# [Record set]
---+---

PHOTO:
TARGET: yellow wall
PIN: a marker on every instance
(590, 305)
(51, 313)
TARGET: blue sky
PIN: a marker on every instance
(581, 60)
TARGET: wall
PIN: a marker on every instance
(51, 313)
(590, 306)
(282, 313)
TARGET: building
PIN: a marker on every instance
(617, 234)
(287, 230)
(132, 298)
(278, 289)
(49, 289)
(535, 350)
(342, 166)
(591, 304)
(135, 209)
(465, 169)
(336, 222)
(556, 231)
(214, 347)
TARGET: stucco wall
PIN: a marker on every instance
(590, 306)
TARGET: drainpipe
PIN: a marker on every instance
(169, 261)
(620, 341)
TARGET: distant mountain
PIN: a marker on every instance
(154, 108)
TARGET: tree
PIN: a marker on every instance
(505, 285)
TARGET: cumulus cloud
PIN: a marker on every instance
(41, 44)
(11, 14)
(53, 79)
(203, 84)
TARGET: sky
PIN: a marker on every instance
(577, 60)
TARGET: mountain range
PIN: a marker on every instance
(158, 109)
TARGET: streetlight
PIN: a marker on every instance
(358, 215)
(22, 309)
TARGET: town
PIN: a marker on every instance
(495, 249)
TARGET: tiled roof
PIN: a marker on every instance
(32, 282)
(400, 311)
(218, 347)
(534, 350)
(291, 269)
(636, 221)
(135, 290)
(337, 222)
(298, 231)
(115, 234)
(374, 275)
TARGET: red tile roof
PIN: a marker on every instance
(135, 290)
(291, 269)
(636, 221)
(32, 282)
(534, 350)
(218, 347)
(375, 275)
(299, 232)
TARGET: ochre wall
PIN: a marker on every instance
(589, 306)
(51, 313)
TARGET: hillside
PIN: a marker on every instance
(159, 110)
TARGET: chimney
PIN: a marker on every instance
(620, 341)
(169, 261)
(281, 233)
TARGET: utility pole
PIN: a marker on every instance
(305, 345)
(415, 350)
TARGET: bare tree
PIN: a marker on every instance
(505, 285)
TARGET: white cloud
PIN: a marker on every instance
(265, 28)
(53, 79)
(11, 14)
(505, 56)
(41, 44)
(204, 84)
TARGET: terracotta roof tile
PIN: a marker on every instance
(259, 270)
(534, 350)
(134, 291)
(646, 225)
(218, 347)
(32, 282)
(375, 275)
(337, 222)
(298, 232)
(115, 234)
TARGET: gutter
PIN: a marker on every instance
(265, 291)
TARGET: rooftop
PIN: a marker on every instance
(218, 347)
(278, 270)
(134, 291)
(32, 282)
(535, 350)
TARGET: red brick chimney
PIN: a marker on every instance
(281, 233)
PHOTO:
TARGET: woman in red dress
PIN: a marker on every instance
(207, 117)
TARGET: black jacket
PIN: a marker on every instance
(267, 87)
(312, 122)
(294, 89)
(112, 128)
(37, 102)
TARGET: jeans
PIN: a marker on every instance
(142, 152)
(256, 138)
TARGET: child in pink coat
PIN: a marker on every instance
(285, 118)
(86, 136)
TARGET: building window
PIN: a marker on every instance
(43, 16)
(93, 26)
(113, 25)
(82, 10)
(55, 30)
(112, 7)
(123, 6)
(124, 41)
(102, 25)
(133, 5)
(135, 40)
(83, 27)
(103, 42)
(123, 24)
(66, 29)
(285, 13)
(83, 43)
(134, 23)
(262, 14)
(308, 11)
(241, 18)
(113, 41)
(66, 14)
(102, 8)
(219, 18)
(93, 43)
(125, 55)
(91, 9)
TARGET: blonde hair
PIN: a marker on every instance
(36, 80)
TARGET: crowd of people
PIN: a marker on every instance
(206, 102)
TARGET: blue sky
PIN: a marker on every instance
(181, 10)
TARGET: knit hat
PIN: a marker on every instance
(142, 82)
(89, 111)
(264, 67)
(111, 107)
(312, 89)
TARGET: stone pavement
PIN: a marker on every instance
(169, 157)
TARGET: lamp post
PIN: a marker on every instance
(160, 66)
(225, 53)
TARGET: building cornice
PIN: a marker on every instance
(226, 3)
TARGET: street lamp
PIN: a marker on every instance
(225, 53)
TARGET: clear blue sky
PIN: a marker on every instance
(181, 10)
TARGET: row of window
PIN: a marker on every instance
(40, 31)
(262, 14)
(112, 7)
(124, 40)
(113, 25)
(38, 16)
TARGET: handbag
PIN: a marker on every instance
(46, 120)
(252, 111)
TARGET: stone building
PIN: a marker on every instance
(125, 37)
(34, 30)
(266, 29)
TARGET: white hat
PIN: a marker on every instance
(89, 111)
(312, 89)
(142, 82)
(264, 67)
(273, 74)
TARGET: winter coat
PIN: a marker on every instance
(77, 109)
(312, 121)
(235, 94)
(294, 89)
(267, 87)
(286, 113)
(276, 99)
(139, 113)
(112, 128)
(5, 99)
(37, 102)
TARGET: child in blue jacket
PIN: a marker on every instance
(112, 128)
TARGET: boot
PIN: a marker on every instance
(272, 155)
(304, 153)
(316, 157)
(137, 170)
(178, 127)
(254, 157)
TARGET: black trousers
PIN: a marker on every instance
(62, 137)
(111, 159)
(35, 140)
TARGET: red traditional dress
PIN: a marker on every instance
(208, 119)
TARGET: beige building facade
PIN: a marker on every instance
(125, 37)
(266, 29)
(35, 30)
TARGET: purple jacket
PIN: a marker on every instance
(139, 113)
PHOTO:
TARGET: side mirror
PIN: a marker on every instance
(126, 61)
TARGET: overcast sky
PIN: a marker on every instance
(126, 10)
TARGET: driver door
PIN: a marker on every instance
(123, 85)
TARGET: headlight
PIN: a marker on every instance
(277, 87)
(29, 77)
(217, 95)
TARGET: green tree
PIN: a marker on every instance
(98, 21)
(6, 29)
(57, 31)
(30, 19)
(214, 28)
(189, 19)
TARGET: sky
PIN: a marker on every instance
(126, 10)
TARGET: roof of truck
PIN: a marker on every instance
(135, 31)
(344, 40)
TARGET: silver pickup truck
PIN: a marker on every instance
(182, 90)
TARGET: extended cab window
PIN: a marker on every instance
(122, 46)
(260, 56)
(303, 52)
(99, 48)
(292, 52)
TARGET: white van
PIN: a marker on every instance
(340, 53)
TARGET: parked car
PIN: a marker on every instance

---+---

Reproduce verbatim everything from the line containing "TARGET: headlight" down to the end of the records, including both of those end lines.

TARGET: headlight
PIN: a marker on every instance
(277, 87)
(29, 77)
(217, 95)
TARGET: green tree
PIN: a marker on every instance
(98, 21)
(6, 29)
(57, 31)
(30, 19)
(214, 28)
(189, 19)
TARGET: sky
PIN: a marker on every instance
(126, 10)
TARGET: roof of truck
PIN: a marker on every instance
(135, 31)
(344, 40)
TARGET: silver pickup truck
PIN: a marker on every instance
(182, 90)
TARGET: extended cab window
PIN: a marker on every instance
(122, 46)
(260, 56)
(303, 52)
(99, 48)
(292, 52)
TARGET: white van
PIN: a marker on every instance
(340, 53)
TARGET: parked car
PIN: a marker on every instance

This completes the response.